» **What to work on**: Print the records again, character for character.

=== Data for this exercise ===

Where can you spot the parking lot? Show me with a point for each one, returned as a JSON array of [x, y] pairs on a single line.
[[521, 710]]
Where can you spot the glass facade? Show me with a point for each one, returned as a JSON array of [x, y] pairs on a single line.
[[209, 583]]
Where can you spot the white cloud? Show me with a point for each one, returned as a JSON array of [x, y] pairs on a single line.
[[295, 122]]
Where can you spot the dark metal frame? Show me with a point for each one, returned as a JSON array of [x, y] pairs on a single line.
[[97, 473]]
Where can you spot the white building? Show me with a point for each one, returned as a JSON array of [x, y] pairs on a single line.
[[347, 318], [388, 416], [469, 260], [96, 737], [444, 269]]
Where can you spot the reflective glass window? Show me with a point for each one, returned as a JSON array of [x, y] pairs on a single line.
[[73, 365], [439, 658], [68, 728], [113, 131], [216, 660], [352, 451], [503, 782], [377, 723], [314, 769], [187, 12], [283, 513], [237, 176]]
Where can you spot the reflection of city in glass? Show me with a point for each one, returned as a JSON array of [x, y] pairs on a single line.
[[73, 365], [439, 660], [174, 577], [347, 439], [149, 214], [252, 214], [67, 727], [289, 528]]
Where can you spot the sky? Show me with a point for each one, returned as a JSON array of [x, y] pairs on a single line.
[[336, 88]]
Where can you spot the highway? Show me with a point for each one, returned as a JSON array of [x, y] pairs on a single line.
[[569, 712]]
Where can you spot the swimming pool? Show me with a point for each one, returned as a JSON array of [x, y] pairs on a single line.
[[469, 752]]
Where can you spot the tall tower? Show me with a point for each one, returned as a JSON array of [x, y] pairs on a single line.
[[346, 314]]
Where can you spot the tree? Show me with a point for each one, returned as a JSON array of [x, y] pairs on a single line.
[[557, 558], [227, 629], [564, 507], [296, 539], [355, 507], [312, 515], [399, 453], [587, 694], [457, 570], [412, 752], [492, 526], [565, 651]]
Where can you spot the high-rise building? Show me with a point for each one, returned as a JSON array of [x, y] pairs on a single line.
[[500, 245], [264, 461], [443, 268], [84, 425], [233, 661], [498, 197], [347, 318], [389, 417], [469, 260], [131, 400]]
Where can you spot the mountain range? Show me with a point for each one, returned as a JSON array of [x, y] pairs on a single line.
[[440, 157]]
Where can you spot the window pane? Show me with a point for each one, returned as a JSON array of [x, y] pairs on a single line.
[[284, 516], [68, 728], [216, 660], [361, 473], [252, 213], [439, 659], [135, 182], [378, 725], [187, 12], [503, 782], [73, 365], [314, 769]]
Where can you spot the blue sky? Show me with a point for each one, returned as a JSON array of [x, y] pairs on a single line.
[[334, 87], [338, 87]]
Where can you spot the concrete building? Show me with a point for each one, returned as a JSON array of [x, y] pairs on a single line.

===

» **Written reply**:
Where can you spot the parking lot? Show me with a point for each one, returned as a JSON array of [x, y] pairs on a single line.
[[521, 710]]
Where can you spot the glass facade? Show me with a point for each one, returned as a JSON array of [x, y] pairs on a single line.
[[209, 583]]
Where can you spot the white cloud? Show me with a point for each one, returned as a JSON array of [x, y] pairs on a single line.
[[295, 122]]
Where can you spot the dark metal frame? Show me with a point for each one, returned as a JSON array of [x, y] pairs on a single line.
[[97, 473]]
Where can you spot the white building? Show me with a point for each one, returned as a JSON array of [x, y] pairs on a single line.
[[347, 318], [388, 416], [469, 260], [96, 737], [444, 269]]
Where can you spot the reflective glass window? Show me with a point for each one, returned as a JSON array of [x, y] pairs on a single line.
[[73, 365], [439, 658], [68, 728], [113, 131], [216, 660], [352, 451], [503, 782], [377, 723], [314, 769], [187, 12], [283, 513], [237, 176]]
Where can you spot the reflection of city in glass? Show me with a point for each one, returned as a JSON array of [x, y] pairs on a single line.
[[73, 365], [439, 660], [174, 577], [347, 439], [149, 214], [252, 214], [67, 727], [289, 528]]
Where can you spot the sky? Show me with a point for each one, returned as a JSON array of [x, y] pairs on a single line.
[[336, 88]]
Where can you spot the highway? Show me with a point for each one, returned as a JSON array of [x, y] pairs on a single line.
[[569, 712]]
Where can you spot the swimming pool? Show me with a point for each one, returned as a JSON array of [x, y] pairs on a single line.
[[469, 752]]
Where can you spot the tall tower? Show me with a point for each one, returned as a JSON array of [x, y] pairs on a single line.
[[346, 314]]
Where can you spot the tree? Show me with a point for each one, returned as a JSON array of [x, y] pairs on a single line.
[[557, 558], [227, 629], [564, 507], [296, 539], [355, 507], [312, 515], [399, 453], [587, 694], [457, 570], [412, 752], [492, 526], [565, 651]]
Where can you spot the high-rise building? Show me with a point for each one, returned as a JSON array of [x, y] pairs on a single line.
[[500, 245], [264, 461], [443, 268], [84, 425], [233, 661], [498, 197], [347, 318], [389, 417], [469, 260], [131, 400]]
Where can you spot the mountain range? Show me with a point for each one, returned as a JSON array of [x, y] pairs on a single line.
[[440, 157]]
Where can you spot the window pane? Show me with a point for each one, returned as a JSON array of [x, y] pairs on a single line.
[[284, 516], [68, 728], [216, 660], [361, 473], [252, 213], [439, 659], [135, 182], [378, 725], [187, 12], [503, 782], [73, 365], [314, 769]]
Where can you spot the blue sky? Show me with a point for each one, returned as a JSON array of [x, y] pairs on a single line.
[[334, 87], [338, 87]]
Where can you spot the concrete building? Show me with a point for each one, returned as a JSON array of [x, y] pairs on a single line.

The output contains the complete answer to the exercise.